▶ **AIM**:
Recast every line of the items below as a numbered list, omitting any blank lines.

▶ **DATA PROVIDED**:
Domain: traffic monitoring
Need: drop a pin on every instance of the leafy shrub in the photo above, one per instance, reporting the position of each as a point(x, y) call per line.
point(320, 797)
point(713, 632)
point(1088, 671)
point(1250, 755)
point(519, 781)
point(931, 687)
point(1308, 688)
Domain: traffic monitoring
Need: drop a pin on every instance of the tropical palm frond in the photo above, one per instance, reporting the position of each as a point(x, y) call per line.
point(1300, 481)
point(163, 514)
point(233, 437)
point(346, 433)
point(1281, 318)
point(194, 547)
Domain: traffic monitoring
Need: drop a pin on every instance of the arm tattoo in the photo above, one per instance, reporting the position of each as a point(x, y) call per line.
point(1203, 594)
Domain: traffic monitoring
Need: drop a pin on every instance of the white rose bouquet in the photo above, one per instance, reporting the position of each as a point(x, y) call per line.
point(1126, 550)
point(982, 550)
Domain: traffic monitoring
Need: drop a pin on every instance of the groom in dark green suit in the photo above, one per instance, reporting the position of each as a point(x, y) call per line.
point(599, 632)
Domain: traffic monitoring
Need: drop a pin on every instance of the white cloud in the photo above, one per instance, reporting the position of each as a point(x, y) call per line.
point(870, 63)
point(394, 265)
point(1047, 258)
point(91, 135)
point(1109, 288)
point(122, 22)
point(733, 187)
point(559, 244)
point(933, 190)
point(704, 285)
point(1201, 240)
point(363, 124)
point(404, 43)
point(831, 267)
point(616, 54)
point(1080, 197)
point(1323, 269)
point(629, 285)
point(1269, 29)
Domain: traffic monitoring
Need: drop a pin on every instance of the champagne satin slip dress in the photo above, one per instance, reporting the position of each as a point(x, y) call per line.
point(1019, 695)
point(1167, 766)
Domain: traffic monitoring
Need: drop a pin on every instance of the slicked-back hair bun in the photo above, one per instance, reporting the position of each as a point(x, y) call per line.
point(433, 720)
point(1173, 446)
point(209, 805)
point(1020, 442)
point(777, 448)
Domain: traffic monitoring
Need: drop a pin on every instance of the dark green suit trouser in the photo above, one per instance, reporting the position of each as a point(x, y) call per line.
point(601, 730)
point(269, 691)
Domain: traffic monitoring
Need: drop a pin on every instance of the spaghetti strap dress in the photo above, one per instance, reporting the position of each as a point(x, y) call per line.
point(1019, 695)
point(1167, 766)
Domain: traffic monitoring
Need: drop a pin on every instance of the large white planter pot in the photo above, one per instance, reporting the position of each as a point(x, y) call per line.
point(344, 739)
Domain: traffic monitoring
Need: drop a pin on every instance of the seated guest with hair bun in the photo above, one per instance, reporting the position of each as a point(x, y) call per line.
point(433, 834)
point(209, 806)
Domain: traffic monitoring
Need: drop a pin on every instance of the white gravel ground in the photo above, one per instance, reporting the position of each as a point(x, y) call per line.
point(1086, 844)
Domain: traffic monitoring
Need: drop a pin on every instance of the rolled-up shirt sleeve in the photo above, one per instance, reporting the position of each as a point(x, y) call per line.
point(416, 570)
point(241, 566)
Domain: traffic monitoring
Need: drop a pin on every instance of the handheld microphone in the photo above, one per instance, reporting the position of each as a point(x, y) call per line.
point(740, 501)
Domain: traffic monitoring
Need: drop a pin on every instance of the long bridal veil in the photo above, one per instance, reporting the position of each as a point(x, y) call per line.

▶ **SOLVED PROBLEM**:
1. Domain: traffic monitoring
2. Need: drop a pin on every instance of the leafy shrub in the photo above, one per instance, reporting the position of each as a point(x, y) call per line.
3. point(320, 797)
4. point(713, 632)
5. point(1088, 671)
6. point(1250, 755)
7. point(519, 781)
8. point(931, 687)
9. point(1308, 688)
10. Domain: traffic monitoring
11. Need: drop a pin on every instance of the tropical palm frond in the photo above, one per instance, reporting the position of each as a point(x, y) call per line.
12. point(1300, 481)
13. point(163, 514)
14. point(233, 437)
15. point(346, 433)
16. point(1281, 318)
17. point(194, 547)
18. Domain: traffic monitoring
19. Need: drop a pin on every instance of the arm tattoo in the photo above, one per instance, reporting the position of each as a point(x, y) call per line.
20. point(1203, 594)
21. Domain: traffic monitoring
22. Need: drop a pin on every instance of the white rose bouquet in the photo above, one per instance, reporting the position of each as a point(x, y) call per line.
23. point(1126, 550)
24. point(982, 550)
25. Domain: traffic monitoring
26. Need: drop a pin on every instance of the groom in dark green suit in the photo above, one per instance, reporting the position of each as a point(x, y) call per line.
27. point(599, 632)
28. Domain: traffic monitoring
29. Need: drop a pin on every instance of the white cloud in the photo above, one per instance, reporting the position of each as a point(x, y) call per line.
30. point(870, 63)
31. point(394, 265)
32. point(1047, 258)
33. point(91, 135)
34. point(1109, 288)
35. point(122, 22)
36. point(733, 187)
37. point(559, 244)
38. point(933, 190)
39. point(704, 285)
40. point(1201, 240)
41. point(363, 124)
42. point(404, 43)
43. point(831, 267)
44. point(616, 54)
45. point(1080, 197)
46. point(1323, 269)
47. point(629, 285)
48. point(1269, 29)
49. Domain: traffic monitoring
50. Need: drop a pin on every instance of the champagne satin slip dress in the photo above, one per instance, reporting the position of each as a point(x, y) call per line.
51. point(1019, 695)
52. point(1167, 766)
53. Domain: traffic monitoring
54. Need: drop a pin on every instance of the slicked-back hair bun in the photo above, one per instance, reporting the position of each as a point(x, y) call per line.
55. point(433, 720)
56. point(1173, 446)
57. point(209, 805)
58. point(1020, 442)
59. point(777, 448)
60. Domain: traffic monitoring
61. Need: drop a pin on every instance of the dark green suit trouser in the photo above, one per instance, reporting the position of each as a point(x, y) call per line.
62. point(601, 730)
63. point(269, 691)
64. Domain: traffic monitoring
65. Need: drop a pin on every instance of the spaghetti strap dress in the photo above, one per instance, reporting the position of each as a point(x, y) call per line.
66. point(1019, 695)
67. point(1167, 766)
68. Domain: traffic monitoring
69. Need: drop a pin on every instance of the large white planter pot in the photo above, one per instance, reporting the position of each as a point(x, y) call per line.
70. point(344, 739)
71. Domain: traffic monitoring
72. Need: drop a pin on every instance of the seated guest with hair bun in the photo above, one per instance, reporting the position of each as a point(x, y) call per line.
73. point(433, 834)
74. point(209, 806)
75. Domain: traffic monitoring
76. Need: drop a pin on every instance of the white gravel ground in the photo above, one per instance, reporting the position of each as a point(x, y) call per line.
77. point(1086, 844)
78. Domain: traffic monitoring
79. Need: drop a pin on every instance of the rolled-up shirt sleeve in the photo above, one per instance, reporting the position of each as a point(x, y) call per line.
80. point(416, 570)
81. point(241, 566)
82. Domain: traffic monitoring
83. Need: drop a pin on every instance of the handheld microphone in the photo above, one per instance, reporting the position of each as a point(x, y) call per line.
84. point(740, 501)
85. Domain: traffic monitoring
86. Need: drop a pin on every instance of the long bridal veil in the photo above, one per instance, reporting the position of each as a point(x, y) call per line.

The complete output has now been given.